▶ _Input data_

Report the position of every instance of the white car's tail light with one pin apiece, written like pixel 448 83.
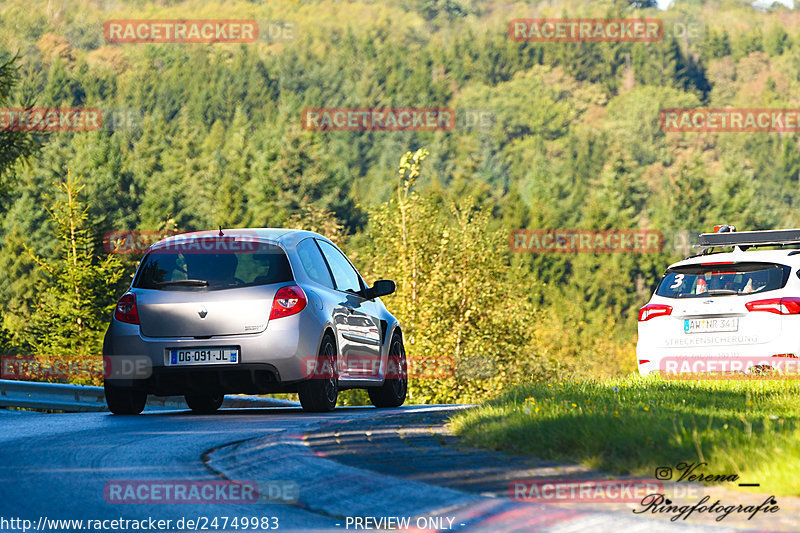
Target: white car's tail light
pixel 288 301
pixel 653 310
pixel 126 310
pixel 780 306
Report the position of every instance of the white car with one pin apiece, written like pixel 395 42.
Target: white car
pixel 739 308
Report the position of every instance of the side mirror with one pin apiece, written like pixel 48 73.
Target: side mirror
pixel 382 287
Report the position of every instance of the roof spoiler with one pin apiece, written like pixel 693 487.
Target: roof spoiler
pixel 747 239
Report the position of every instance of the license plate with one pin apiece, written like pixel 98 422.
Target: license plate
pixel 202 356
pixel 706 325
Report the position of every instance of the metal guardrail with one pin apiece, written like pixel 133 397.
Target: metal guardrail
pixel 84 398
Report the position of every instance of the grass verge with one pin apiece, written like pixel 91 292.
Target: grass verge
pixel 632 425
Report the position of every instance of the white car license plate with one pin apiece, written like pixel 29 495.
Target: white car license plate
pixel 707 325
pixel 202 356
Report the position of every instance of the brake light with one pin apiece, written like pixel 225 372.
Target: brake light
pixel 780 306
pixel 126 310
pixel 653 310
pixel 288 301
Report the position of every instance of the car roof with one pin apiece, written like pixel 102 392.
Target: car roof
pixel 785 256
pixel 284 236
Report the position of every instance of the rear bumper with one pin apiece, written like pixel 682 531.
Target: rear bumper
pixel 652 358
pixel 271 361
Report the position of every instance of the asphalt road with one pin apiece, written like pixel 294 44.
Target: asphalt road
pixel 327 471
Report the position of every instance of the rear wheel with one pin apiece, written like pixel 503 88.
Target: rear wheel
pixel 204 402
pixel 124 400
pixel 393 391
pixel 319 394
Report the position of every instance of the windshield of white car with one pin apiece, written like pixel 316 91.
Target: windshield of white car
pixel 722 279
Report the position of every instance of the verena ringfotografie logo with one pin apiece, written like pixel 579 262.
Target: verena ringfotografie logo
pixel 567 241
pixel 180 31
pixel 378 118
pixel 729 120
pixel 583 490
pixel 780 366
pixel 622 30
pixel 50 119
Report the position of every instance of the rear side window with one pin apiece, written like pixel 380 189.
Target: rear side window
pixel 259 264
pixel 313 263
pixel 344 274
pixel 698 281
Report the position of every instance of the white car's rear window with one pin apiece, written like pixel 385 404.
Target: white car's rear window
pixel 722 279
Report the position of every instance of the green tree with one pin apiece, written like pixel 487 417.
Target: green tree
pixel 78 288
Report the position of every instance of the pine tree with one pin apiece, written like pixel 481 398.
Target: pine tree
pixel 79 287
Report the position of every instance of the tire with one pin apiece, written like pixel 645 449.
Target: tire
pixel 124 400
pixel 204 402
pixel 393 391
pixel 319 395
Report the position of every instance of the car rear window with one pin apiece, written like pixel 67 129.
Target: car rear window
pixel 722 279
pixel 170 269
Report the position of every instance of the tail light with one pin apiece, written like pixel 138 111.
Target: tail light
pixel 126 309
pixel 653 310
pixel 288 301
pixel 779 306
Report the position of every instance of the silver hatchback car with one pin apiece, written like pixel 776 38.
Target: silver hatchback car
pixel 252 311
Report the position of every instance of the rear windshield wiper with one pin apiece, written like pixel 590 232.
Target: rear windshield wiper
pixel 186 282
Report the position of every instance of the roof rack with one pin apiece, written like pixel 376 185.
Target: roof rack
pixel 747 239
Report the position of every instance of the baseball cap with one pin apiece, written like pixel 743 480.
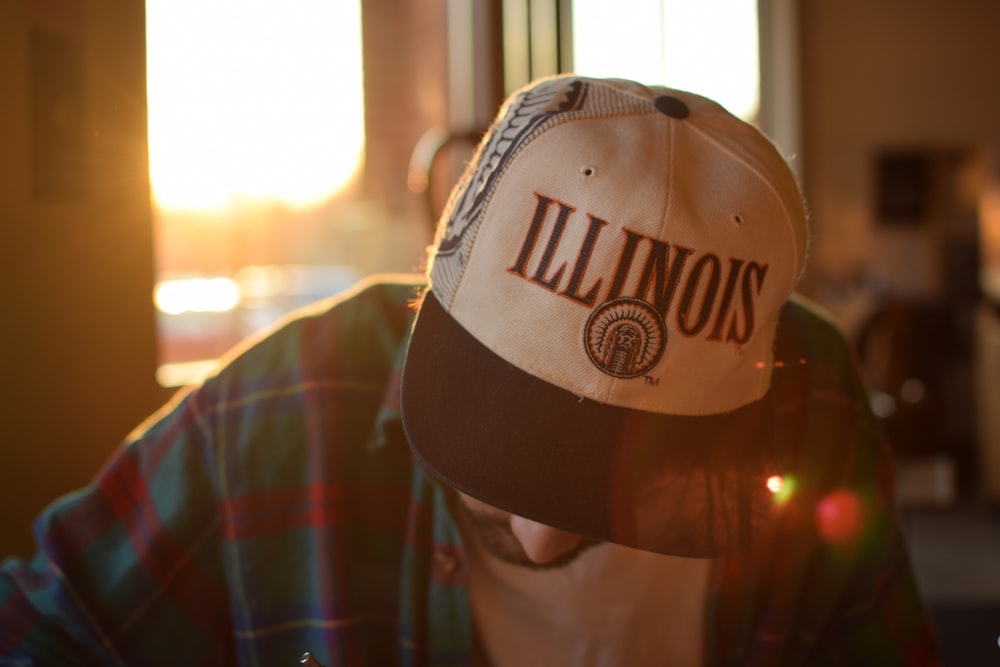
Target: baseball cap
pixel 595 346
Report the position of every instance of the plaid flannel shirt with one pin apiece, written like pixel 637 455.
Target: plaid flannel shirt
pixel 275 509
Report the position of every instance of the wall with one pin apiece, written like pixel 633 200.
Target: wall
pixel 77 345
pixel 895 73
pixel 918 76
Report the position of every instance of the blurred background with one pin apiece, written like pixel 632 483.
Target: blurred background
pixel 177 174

▶ _Task_
Can you update the listing above by replacing "one pin apiece" with "a single pin each" everywhere it occurs, changing nothing else and leaving the pictures out?

▶ _Task answer_
Report the position of every instance of the white car's tail light with a single pin each, written like pixel 448 83.
Target: white car's tail light
pixel 288 301
pixel 653 310
pixel 126 310
pixel 780 306
Report the position of every instance of the white car with a single pin each, written like pixel 395 42.
Target: white car
pixel 739 308
Report the position of every instance of the side mirror with a single pin each, written like pixel 48 73.
Target: side mirror
pixel 382 287
Report the position of every instance of the roof spoiler with a single pin each, written like pixel 693 487.
Target: roof spoiler
pixel 747 239
Report the position of every instance of the license plate with a single pin each, written like pixel 98 422.
Target: license plate
pixel 202 356
pixel 706 325
Report the position of every instance of the metal guardrail with a single pin each, written like pixel 133 397.
Target: metal guardrail
pixel 84 398
Report the position of every instance of the grass verge with a single pin each, written like pixel 91 292.
Target: grass verge
pixel 632 425
Report the position of every instance of the white car license plate with a single pin each, written like pixel 29 495.
Target: white car license plate
pixel 707 325
pixel 202 356
Report the position of every instance of the brake light with a single pin each, written like pixel 225 372.
Target: brake light
pixel 780 306
pixel 126 310
pixel 653 310
pixel 288 301
Report the position of every instance of the car roof with a single pin each, written like pixel 102 392.
Target: car roof
pixel 785 256
pixel 284 236
Report the position of every instance of the rear bumper with a single pin each, written like pixel 682 531.
Target: rear bumper
pixel 652 358
pixel 271 361
Report the position of every instance of the asphalt road with a single pin each, written like pixel 294 44.
Target: asphalt road
pixel 327 471
Report the position of every instance of the rear wheel with a single pin each, written like pixel 503 88.
Target: rear wheel
pixel 204 402
pixel 124 400
pixel 393 391
pixel 319 394
Report the position of every instance of the windshield of white car with a single pin each, written like pixel 316 91.
Target: windshield of white car
pixel 722 279
Report the position of every instance of the verena ringfotografie logo with a single pin each, written like pixel 579 262.
Target: verena ringfotografie logo
pixel 567 241
pixel 180 31
pixel 378 118
pixel 729 120
pixel 583 490
pixel 780 366
pixel 622 30
pixel 50 119
Report the position of every instance of the rear side window with a single pin each, written like pixel 380 189.
Target: rear side window
pixel 259 264
pixel 313 263
pixel 344 274
pixel 698 281
Report the position of every instance of the white car's rear window with a single pin each, written like pixel 385 404.
Target: white car's rear window
pixel 722 279
Report the position of every instance of the green tree with a single pin each, written like pixel 487 417.
Target: green tree
pixel 78 288
Report the position of every instance of the pine tree with a single pin each, written like pixel 481 398.
Target: pine tree
pixel 79 287
Report the position of every instance of the tire with a single pin each, written like pixel 645 449.
Target: tire
pixel 124 400
pixel 204 402
pixel 393 391
pixel 319 395
Report the position of every instance of the car rear window with a single pin each, written like pixel 67 129.
Target: car rear window
pixel 722 279
pixel 170 269
Report the position of every instance of the tail light with a single pin each, written like pixel 138 111.
Target: tail light
pixel 126 309
pixel 653 310
pixel 288 301
pixel 779 306
Report the position of every instance of the silver hatchback car with a single pin each, written like pixel 776 38.
Target: silver hatchback car
pixel 252 311
Report the position of every instance of the rear windshield wiper with a single pin each, written like pixel 590 232.
Target: rear windshield wiper
pixel 186 282
Report the position of every instance of the roof rack with a single pin each, written like pixel 376 185.
Target: roof rack
pixel 747 239
Report the position of every instance of the baseball cap with a single pin each, written like pixel 743 480.
Target: baseball cap
pixel 595 346
Report the position of every instance of the plaid flannel shirt with a single pin each, written like pixel 637 455.
Target: plaid flannel shirt
pixel 275 509
Report the position of every instance of the wall with a single pin each, written like pixel 633 200.
Target: wall
pixel 77 345
pixel 895 73
pixel 918 76
Report the position of every instance of the blurred background with a single pin each, written like pixel 632 483.
Target: blurred background
pixel 177 174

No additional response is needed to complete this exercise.